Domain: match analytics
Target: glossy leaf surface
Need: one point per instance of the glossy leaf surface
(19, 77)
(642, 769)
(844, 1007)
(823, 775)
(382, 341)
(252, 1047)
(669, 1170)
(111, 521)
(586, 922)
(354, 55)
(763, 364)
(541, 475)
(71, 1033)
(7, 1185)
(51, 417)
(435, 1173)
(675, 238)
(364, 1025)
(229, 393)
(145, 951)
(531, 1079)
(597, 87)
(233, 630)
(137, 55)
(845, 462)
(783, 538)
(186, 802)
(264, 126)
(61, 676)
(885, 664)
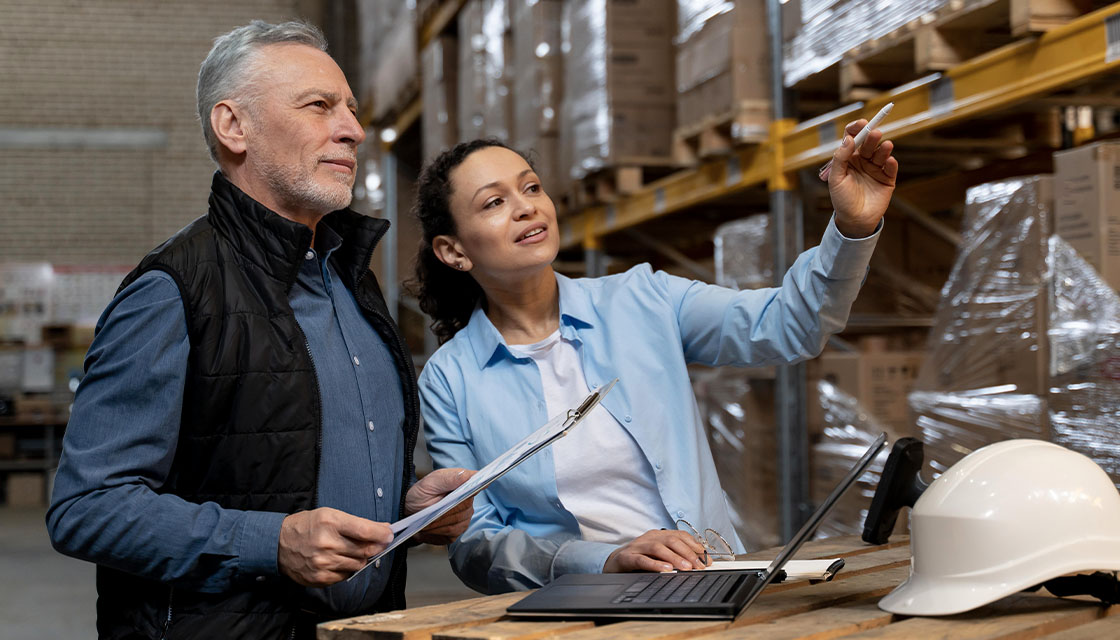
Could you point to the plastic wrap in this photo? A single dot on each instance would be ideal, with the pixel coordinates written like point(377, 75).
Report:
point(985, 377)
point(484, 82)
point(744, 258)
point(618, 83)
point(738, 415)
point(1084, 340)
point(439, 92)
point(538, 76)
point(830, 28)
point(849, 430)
...
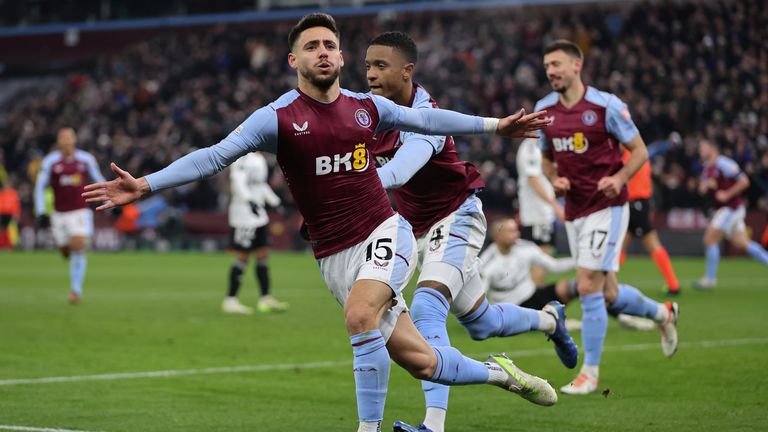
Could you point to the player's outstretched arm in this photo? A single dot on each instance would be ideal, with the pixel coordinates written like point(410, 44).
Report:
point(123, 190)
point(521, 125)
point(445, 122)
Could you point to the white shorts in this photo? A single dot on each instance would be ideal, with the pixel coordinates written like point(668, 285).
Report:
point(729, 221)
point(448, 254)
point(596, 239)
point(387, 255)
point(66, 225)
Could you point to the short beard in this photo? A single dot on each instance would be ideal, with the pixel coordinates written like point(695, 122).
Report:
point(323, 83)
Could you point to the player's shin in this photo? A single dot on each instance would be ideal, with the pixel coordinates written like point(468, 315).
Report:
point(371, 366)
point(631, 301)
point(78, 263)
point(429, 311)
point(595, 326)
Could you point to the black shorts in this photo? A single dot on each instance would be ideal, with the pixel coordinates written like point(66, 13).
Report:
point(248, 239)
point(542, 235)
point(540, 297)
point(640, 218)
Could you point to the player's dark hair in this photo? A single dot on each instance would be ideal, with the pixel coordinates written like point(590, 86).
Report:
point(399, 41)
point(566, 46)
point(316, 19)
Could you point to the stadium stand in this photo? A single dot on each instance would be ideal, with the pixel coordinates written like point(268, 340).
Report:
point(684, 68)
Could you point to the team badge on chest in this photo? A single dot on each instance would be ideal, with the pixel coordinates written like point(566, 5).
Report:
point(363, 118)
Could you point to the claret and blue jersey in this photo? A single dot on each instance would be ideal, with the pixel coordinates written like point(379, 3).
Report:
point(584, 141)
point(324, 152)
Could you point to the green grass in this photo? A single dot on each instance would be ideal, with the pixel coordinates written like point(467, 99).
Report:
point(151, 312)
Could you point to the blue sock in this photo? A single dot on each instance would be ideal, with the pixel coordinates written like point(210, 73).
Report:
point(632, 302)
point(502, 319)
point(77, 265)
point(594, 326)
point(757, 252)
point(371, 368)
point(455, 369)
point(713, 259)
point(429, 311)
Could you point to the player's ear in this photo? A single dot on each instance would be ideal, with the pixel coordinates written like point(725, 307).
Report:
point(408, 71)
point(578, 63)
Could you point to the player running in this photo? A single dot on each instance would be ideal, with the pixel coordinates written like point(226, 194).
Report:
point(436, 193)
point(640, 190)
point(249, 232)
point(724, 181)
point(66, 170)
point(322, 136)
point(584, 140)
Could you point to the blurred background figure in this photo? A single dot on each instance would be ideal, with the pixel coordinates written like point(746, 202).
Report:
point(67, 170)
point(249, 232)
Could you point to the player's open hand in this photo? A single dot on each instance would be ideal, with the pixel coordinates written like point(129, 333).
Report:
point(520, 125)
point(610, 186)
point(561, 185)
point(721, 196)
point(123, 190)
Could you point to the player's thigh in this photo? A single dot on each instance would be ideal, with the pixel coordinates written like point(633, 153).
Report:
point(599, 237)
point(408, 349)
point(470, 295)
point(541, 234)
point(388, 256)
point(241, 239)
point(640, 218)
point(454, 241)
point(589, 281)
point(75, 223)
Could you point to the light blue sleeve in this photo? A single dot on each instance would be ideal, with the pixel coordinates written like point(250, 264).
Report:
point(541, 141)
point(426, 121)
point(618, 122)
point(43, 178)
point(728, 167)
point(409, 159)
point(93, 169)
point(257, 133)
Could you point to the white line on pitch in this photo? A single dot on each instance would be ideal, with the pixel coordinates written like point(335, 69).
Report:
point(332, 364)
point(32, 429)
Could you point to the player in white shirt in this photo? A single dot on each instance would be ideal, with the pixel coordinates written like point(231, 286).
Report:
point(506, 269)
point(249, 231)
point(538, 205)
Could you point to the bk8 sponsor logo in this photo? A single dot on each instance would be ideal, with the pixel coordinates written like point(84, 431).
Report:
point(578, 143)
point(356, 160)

Work to complete: Please change "single dot" to "single mark" in the listing. Begin at the line that has "Could you point to the team", stop after the line that has "point(75, 223)", and return only those lines with nothing else altered.

Response to this exercise:
Could you point to the team badge on chest in this photo? A single mark on each instance would be ideal, with the pixel coordinates written like point(566, 5).
Report:
point(363, 118)
Could you point to the claret and blue jersey in this photo? A single mark on each instance would be ideal, with the pixel coordinates written like point(379, 3).
Report:
point(584, 141)
point(324, 152)
Could you point to the green grass in this photo? A single mark on each instance would be ideal, with the pixel coordinates written like point(467, 99).
Report:
point(151, 312)
Could you point to the blue sock in this photo? A single mark on each instance would be ideal, with the pixel coordinates written like point(210, 73).
Report:
point(632, 302)
point(502, 319)
point(77, 265)
point(594, 326)
point(757, 252)
point(371, 368)
point(455, 369)
point(713, 259)
point(429, 311)
Could you point to the player's ear in this photo? A single mark on each instance would be ideal, with the pixel coordinates written like point(725, 307).
Report:
point(408, 71)
point(578, 63)
Could you point to the player running in this photo? A single mark on each instance would be ideal, with the pixel coordinates written like point(226, 194).
Report:
point(436, 193)
point(640, 190)
point(249, 232)
point(724, 181)
point(66, 170)
point(322, 136)
point(584, 140)
Could you point to the blurred background figure in this photo? A single mark on each instance would be ideal, with the pixel coordinates written like point(746, 202).
Report:
point(67, 170)
point(249, 232)
Could you point to the player's open hand in this photo? A single mark on each instance would be ideal, with the pixel coordinates written like point(129, 333).
Report:
point(520, 125)
point(610, 186)
point(561, 185)
point(721, 196)
point(123, 190)
Could you point to the player's thigh in this photo? A single mark on each instance would be ideal, with the pixel coordinates written like point(633, 153).
Report:
point(599, 237)
point(408, 349)
point(470, 295)
point(541, 234)
point(388, 256)
point(241, 239)
point(640, 218)
point(454, 241)
point(589, 281)
point(75, 223)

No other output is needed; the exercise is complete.